PASSAGE PROVIDED:
--- BEGIN ---

That's approximately 200TB of data. I suggest sharding the data across multiple ...

jaydub · on May 8, 2009

but the size of the problem in total bytes may be more of a problem than the actual looking up and indexing of the data.

One cool property of such a large data-set (~200TB) is that you are pretty sure to see a lot of the same data repeated.

It'd be neat to try reduce the overall data footprint by assigning some sort of signature to repeats. I.e. if you are storing the sequences (let's imagine for a sec that these are non-trivial sizes) ABC, ABCD, ABCDE and ABCDEF , replace ABC with say #1 etc. and perhaps save a whole lot of space.

planck · on May 8, 2009

This is also known as the ZIP compression algorithm.

webignition · on May 8, 2009

But then you might end up not being able to see the forest of data for all the Huffman trees.

gaius · on May 8, 2009

It's called "deduplication" in databaseland, it's common strategy for tape backups.

gaius · on May 8, 2009

Most large databases nowadays are divided by sharding

Err, this isn't even close to true. MySQL isn't the only database in the world, you know.

sgk284 · on May 8, 2009

Sharding has nothing to do with MySQL, and everything to do with scaling.

didroe · on May 8, 2009

I think the point was that the big DBs have better ways to deal with scaling than sharding.

imajes · on May 8, 2009

Yeah. but it's text, so i'm thinking about S3, interesting storage optimizations (alot of it would be tag data, for example,so there are plenty of fkeys).

i'd shard it based on some kind of distributed scheme... though not sure what that might look like. Good tips though. :)

scumola · on May 8, 2009

Here's a good comparison of key/value database alternatives: http://www.metabrew.com/article/anti-rdbms-a-list-of-distrib...

--- END ---

RAW RECORDS:
--- BEGIN ---

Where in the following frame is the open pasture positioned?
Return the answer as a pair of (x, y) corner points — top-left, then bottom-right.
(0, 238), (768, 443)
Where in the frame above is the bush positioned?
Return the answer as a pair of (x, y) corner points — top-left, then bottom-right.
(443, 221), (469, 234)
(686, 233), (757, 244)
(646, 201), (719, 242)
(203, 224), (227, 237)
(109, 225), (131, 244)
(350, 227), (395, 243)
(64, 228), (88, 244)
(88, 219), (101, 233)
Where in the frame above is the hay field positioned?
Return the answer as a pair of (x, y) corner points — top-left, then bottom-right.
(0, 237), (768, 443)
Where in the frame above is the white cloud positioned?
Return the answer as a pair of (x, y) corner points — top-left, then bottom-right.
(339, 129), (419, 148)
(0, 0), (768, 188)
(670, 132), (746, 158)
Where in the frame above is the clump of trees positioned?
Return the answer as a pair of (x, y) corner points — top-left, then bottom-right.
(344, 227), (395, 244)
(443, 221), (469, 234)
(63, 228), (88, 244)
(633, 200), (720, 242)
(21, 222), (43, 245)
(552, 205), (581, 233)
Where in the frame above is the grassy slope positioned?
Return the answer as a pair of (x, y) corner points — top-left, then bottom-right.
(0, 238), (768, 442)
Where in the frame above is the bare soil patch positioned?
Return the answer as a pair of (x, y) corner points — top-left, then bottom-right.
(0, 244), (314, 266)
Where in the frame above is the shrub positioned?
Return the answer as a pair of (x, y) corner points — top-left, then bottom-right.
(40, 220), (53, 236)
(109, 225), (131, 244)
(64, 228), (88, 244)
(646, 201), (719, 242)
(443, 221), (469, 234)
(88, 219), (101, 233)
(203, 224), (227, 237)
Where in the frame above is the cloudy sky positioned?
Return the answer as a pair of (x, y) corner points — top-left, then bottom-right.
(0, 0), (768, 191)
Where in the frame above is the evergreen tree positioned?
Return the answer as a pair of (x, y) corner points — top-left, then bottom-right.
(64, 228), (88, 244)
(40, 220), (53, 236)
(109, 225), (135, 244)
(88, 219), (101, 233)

--- END ---

OBJECTIVE:
In the forum thread on large data sets:
(a) About how much data is under discussion?
(b) What name is the practice of replacing repeated data given "in databaseland"?
(c) Which storage service does the reply beginning "Yeah. but it's text" mention?

FINAL RESULT:
(a) Approximately 200TB.
(b) Deduplication.
(c) S3.